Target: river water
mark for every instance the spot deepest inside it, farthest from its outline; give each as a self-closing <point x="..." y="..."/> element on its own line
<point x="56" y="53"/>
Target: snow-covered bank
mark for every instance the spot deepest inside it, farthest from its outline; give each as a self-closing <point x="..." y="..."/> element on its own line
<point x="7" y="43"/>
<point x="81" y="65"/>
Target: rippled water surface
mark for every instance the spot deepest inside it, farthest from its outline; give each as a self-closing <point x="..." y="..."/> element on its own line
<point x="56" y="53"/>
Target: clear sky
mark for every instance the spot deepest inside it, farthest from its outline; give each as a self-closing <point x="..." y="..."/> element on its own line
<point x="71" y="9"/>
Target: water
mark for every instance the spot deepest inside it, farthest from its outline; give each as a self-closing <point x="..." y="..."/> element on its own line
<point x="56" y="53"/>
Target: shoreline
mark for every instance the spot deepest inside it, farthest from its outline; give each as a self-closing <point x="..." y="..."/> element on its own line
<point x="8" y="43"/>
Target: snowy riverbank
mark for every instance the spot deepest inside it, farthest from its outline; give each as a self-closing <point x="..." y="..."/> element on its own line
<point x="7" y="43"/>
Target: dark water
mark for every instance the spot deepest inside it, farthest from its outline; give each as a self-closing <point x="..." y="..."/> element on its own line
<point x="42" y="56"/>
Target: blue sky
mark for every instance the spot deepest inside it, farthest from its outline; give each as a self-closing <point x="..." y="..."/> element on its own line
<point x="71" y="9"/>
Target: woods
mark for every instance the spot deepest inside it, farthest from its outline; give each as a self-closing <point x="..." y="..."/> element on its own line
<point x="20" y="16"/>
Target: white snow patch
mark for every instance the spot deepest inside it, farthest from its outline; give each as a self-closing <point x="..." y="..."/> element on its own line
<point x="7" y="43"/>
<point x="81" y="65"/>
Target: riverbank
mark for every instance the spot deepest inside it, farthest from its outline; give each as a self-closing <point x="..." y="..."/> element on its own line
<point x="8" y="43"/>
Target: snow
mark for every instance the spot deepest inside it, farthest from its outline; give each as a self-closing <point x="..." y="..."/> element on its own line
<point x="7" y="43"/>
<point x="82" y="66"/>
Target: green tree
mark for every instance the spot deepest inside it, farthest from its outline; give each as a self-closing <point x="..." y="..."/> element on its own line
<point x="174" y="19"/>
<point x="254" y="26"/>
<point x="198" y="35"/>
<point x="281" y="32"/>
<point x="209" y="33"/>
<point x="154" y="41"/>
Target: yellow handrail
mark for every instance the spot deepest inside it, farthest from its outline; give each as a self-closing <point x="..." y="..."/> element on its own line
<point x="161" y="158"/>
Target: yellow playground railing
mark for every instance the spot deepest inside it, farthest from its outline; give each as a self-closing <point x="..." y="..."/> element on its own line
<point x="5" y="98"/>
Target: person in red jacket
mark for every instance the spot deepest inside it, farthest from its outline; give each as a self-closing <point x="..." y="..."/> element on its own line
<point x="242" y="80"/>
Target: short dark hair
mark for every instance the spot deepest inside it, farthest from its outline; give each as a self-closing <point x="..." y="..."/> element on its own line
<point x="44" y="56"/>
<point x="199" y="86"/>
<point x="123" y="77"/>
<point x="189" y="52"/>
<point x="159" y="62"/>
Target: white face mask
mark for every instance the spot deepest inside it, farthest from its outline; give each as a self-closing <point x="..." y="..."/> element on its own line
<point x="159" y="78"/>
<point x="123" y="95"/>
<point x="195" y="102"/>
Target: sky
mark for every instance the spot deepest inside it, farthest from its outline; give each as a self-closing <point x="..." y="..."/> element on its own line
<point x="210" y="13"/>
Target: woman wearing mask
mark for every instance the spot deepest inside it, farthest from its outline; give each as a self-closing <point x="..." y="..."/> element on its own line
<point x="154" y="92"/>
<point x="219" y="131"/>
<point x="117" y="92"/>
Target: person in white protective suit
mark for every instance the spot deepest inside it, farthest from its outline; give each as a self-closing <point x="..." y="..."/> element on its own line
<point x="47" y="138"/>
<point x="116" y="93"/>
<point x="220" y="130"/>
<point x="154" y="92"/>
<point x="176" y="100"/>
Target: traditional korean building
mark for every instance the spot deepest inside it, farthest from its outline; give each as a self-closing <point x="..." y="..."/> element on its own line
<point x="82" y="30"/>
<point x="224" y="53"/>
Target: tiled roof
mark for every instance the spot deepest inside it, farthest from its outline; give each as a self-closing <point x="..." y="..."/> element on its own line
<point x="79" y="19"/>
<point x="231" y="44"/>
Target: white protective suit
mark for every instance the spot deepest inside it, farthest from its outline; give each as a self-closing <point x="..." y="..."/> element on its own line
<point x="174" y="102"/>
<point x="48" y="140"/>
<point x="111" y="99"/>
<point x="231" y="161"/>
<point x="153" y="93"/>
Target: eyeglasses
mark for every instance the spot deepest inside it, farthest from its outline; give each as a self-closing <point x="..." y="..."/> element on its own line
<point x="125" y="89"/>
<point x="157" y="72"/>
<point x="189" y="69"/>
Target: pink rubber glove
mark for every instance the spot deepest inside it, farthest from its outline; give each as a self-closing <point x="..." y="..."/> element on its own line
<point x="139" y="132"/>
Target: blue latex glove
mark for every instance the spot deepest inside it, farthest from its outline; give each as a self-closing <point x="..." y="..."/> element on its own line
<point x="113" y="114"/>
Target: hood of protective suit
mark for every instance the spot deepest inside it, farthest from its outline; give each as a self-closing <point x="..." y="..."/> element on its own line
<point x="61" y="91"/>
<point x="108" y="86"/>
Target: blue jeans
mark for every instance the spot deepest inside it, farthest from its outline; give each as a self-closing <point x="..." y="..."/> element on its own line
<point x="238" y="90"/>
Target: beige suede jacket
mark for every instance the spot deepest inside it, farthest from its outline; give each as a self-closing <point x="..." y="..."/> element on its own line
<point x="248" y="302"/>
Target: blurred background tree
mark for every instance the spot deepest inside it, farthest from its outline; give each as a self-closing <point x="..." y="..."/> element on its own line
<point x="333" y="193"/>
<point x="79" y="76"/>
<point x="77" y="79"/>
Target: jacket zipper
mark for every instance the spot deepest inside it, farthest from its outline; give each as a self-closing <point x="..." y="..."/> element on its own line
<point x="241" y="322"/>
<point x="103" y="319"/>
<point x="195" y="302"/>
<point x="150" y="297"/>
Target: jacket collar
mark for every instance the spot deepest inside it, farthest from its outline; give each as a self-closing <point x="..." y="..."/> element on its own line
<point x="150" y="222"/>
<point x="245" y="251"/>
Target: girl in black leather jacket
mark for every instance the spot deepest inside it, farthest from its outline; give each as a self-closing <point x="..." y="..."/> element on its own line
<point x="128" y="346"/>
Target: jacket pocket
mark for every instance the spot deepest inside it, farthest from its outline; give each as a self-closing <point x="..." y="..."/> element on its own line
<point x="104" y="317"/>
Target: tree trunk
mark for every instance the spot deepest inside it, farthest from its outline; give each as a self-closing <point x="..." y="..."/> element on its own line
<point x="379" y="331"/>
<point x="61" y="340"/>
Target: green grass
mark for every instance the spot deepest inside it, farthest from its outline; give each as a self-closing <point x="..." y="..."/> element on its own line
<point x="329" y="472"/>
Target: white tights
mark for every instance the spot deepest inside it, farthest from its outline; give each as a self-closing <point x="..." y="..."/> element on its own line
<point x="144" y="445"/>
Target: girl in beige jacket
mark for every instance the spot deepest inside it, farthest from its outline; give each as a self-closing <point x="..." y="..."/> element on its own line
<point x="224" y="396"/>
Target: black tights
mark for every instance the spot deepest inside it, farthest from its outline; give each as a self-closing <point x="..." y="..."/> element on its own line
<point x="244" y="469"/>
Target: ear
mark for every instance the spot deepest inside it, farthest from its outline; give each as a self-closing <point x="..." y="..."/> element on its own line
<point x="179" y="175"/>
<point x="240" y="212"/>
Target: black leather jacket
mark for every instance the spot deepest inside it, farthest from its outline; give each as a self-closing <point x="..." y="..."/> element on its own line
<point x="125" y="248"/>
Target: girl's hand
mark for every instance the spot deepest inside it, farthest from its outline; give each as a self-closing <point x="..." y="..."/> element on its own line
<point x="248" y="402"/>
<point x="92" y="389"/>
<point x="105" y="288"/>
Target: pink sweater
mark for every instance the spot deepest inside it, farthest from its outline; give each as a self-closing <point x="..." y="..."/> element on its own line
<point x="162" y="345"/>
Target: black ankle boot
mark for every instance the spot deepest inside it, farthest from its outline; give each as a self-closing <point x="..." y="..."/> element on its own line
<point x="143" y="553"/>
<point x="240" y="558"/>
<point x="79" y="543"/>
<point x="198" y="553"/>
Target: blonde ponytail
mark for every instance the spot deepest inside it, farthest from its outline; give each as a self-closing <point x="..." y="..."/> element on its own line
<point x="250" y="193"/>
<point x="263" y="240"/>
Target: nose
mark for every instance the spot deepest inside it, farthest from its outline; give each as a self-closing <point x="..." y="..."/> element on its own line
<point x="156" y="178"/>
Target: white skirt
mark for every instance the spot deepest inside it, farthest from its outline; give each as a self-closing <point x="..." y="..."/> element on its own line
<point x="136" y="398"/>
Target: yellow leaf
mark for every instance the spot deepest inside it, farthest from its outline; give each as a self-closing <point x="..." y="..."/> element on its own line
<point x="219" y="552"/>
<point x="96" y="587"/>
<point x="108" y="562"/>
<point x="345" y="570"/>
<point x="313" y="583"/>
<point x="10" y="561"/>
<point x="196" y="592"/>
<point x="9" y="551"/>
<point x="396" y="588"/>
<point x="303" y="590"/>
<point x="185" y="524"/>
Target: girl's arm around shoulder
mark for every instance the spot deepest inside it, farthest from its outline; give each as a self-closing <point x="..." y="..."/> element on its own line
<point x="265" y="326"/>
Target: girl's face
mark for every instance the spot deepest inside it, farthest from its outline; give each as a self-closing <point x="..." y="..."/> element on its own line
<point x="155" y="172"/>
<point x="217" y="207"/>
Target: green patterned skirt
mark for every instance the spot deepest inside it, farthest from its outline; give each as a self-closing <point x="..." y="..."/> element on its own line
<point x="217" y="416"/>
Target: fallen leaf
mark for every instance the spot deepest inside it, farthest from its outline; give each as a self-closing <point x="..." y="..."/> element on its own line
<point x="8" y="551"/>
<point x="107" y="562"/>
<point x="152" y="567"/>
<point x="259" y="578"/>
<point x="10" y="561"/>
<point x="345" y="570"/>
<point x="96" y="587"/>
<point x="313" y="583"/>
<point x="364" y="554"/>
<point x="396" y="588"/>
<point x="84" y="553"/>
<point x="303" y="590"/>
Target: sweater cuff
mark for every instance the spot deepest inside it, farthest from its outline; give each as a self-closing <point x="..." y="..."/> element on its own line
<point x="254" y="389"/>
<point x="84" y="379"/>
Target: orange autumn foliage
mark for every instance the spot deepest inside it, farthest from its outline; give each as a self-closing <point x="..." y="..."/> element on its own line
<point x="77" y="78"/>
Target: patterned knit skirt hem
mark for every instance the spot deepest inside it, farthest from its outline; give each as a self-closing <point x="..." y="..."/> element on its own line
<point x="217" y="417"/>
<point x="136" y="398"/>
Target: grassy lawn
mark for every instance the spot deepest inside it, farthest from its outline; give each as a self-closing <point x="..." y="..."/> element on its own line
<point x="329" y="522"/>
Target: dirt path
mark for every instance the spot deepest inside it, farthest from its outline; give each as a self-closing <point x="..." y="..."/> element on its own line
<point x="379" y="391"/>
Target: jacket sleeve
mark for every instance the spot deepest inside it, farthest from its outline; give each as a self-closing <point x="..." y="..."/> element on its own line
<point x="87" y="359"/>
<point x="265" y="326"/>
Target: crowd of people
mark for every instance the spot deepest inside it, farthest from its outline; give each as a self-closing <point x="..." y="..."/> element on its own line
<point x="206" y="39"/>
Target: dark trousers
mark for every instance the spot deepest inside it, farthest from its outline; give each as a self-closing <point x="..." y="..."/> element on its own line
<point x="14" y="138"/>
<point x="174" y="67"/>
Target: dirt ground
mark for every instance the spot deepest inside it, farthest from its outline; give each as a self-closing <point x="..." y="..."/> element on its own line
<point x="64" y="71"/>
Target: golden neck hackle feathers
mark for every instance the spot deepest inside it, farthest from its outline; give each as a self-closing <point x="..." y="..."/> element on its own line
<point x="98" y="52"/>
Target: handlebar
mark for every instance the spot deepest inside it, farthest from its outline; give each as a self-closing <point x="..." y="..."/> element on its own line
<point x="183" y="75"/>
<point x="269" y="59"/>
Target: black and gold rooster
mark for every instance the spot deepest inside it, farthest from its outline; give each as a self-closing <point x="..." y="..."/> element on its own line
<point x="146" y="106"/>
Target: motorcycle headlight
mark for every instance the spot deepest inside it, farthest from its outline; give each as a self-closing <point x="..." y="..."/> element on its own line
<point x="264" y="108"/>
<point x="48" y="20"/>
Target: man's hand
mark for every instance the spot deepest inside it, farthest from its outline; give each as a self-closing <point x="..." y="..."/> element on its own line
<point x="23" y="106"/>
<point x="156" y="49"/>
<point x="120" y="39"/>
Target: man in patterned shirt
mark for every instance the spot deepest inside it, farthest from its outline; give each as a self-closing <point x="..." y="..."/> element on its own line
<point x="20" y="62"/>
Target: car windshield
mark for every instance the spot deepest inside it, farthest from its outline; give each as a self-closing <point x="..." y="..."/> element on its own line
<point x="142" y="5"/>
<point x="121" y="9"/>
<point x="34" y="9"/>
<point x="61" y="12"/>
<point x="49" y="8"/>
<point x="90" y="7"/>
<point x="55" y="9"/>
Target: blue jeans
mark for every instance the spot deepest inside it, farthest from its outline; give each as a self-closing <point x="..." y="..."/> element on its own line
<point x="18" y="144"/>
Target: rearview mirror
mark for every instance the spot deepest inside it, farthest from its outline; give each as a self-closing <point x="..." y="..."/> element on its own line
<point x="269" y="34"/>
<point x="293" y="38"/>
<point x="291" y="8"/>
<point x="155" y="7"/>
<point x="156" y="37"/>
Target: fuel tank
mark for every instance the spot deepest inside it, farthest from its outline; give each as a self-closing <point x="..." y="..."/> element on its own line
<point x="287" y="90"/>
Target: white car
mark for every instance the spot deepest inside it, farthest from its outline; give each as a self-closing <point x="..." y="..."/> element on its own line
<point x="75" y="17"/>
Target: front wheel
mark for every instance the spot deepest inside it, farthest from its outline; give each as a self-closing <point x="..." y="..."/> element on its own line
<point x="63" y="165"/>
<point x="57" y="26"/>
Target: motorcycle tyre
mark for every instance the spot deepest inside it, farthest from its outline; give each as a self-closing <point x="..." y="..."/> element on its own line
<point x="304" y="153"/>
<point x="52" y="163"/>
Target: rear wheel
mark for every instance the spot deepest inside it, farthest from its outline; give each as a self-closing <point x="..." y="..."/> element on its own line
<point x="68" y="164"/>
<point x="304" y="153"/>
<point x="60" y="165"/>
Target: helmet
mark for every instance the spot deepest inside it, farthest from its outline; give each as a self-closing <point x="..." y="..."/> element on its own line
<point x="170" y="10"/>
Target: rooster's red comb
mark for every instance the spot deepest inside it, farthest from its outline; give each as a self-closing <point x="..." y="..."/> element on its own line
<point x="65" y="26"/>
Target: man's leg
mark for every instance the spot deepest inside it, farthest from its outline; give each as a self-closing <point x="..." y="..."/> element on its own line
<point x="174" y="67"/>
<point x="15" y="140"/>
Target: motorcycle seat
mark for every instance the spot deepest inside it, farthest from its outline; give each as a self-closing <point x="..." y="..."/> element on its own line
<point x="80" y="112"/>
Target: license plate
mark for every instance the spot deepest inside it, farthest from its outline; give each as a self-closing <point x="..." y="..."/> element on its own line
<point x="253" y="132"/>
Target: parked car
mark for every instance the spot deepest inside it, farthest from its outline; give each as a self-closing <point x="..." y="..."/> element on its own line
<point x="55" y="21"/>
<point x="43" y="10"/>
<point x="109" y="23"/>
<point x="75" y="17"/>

*Task to carry out*. In the entries above, take the line containing "Target: man's leg" and each later line through the last, and repeat them exactly. Output nothing else.

*Response*.
Target: man's leg
mark for every instance the spot deepest inside it, farthest from its outline; give each as a self-closing <point x="..." y="..."/> element on its own line
<point x="174" y="67"/>
<point x="15" y="140"/>
Target: motorcycle seat
mark for every instance the spot deepest inside it, farthest from its outline; give each as a self-closing <point x="..." y="..."/> element on its own line
<point x="80" y="112"/>
Target: license plate
mark for every instance the spot deepest inside it, farthest from its outline; give each as a self-closing <point x="..." y="..."/> element on its own line
<point x="253" y="132"/>
Target: parked car
mark for every instance the spot deepest inside it, farthest from its outline; give each as a self-closing <point x="..." y="..."/> element on its own line
<point x="55" y="21"/>
<point x="43" y="10"/>
<point x="109" y="23"/>
<point x="75" y="17"/>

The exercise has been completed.